SELECTED EXTRACT →
──────────────────────────────

# Burlington VT PD



## btbamfan90 (Dec 10, 2012)

Anyone have any info on getting on to this department? I have searched their website and am halfway through filling out the application. Is this department actively hiring, do they have a good reputation, chances of getting hire, ect.


----------



## niteowl1970 (Jul 7, 2009)

Meow


----------



## Hush (Feb 1, 2009)

You cant be allergic to pitchoule


----------



## Goose (Dec 1, 2004)

Burlington is the hippie commune of Vermont. UVM, Lake Champlain, and several microbreweries up that way. 3 hour drive from Route 3 or 93 on the MA/NH border so it's relatively close.

Other than that, I don't know squat about Burlington.

Sent from my SGH-T989 using Tapatalk 2


----------



## Pvt. Cowboy (Jan 26, 2005)

Pretty sure, but I'm not positive, that the St. Anky beer brewery is up there.


----------



## Hush (Feb 1, 2009)

──────────────────────────────

DATA EXCERPTS →
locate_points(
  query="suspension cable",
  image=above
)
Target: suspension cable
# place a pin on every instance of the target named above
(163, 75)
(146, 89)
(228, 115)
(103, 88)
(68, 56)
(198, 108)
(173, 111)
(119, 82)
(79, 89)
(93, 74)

──────────────────────────────

YOUR TASKS →
[1] In the Burlington police thread, what reason does Goose give for calling Burlington relatively close? Answer in one to three sentences.
[2] Please write out the part of the Burlington police thread from "Anyone have any" up to and including "(Jul 7, 2009)".

ANSWER SET →
[1] Goose says Burlington is a 3 hour drive from Route 3 or 93 on the MA/NH border. That drive time is the reason given for calling it relatively close.

[2]
Anyone have any info on getting on to this department? I have searched their website and am halfway through filling out the application. Is this department actively hiring, do they have a good reputation, chances of getting hire, ect.


----------



## niteowl1970 (Jul 7, 2009)